PASSAGE:

####

Let’s first talk about how many VNodes get created. This depends on the VNode size and the number of children in a directory.

def num_vnodes(num_children, vnode_size):
  return ceil(total_children / vnode_size)
  
num_children = 10 # number of files in the directory
vnode_size = 4    # configured per repo
print(num_vnodes(num_children, vnode_size))

# ceil(10/4) = 3

Given this computation, you’ll notice that the train directory above has 3 VNodes, each with 2, 3 and 5 entries. Just because VNodes have the same size, does not mean they are guaranteed to have the same number of children. This depends on how balanced your hashing function is and how many total children there are that can be divided into the VNode buckets. Now let’s talk about how the files get distributed into VNodes.

Splitting Directories Into VNodes

For any path, it is important that we can quickly traverse to a the file or directory given it’s name. Since all names should be unique within a directory, we simply hash the path, and then compute it’s bucket it is in based on the number of vnodes.

let path_hash: uint = hash(path) # Some unsigned integer like: 14314253324
let vnode_idx: uint = path_hash % num_vnodes # The bucket the node falls into

Once a file or directory has landed within a VNode, the nodes are then sorted to make traversing to the node fast given a path. All of the computation of splitting up VNodes and sorting them is locked in on commit. This is one of the reasons we implemented our own compact tree representation on disk that is optimized for reads, but still has fast bulk writes on commit.

Traversing the Tree

Let’s start from the top again and say we are given the file path images/train/image_3.png. How do we quickly find this in our tree? It is a constant time lookup to find any node on disk given it’s hash, because we have a hash map of hash β†’ nodes. To help traversal, we also maintain a reverse lookup from directory name to hash on a per commit basis.

Commit A

"" -> 512200c70d
"images/" -> 40c8848f84
"images/train" -> 3b73dad90e

Commit B

"" -> 711b0e12a4
"images/" -> c2642f42b4
"images/train" -> 22efe3ef37

If there happens to be a 1-1 ratio of directories to files in a repository, this is not super efficient, but if there are many files per directory, it helps us quickly navigate to a directory node given a path. The full logic to go from a file path to a node is as follows:

# File search path
file_path = Path("images/train/image_3.png")

####

AVAILABLE DATA:

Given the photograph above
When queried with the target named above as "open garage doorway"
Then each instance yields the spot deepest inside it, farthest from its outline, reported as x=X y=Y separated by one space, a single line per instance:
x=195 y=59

####

TASKS:
**A.** In the VNode passage, what reverse lookup is kept on a per-commit basis to help traversal?
**B.** Pick up the passage on VNodes right after its final line and keep writing it.

TASK RESULTS:
**A.** A lookup from directory name to hash.

**B.**
# image_3.png
base_name = file_path.basename()
# images/train
parent_path = file_path.parent()
# 3b73dad90e
parent_hash = lookup_directory_hash(parent_path)
# [Dir] 3b73dad90e "images/train" (2.2 KB) (10 files)
directory_node = lookup_dir_node(parent_hash)
# [File] 22efe3ef37 "image_3.png" (image/png)
# Binary search
file_node = lookup_file_node(directory_node, base_name)

Since we skip directly to the parent directory with a single hash, our lookup results in log(n) complexity, where n is the number of children in the VNode. The most expensive operation is the binary search through the final VNode, which has already been sorted on commit.

Faster Diffs

If you recall how we find differences in our Tree from Merkle Tree 101 we start at the root node, compare hashes, and only traverse further if the hashes do not match. The most expensive part came from scanning every file at the directory level. VNodes make it so there are more chances for early stopping, and limit the longest contiguous scans to the vnode_size.

In the above example, since v2 and v3 hashes didn’t change, we do not need to traverse them and compare file hashes.

Conclusion

VNodes are a nice optimization within the Oxen Merkle Tree that speeds up tree traversal and makes it a bit more efficient on disk. We have found that 10k is a reasonable size for VNodes for most projects, but let us know if you do any experiments with other sizes.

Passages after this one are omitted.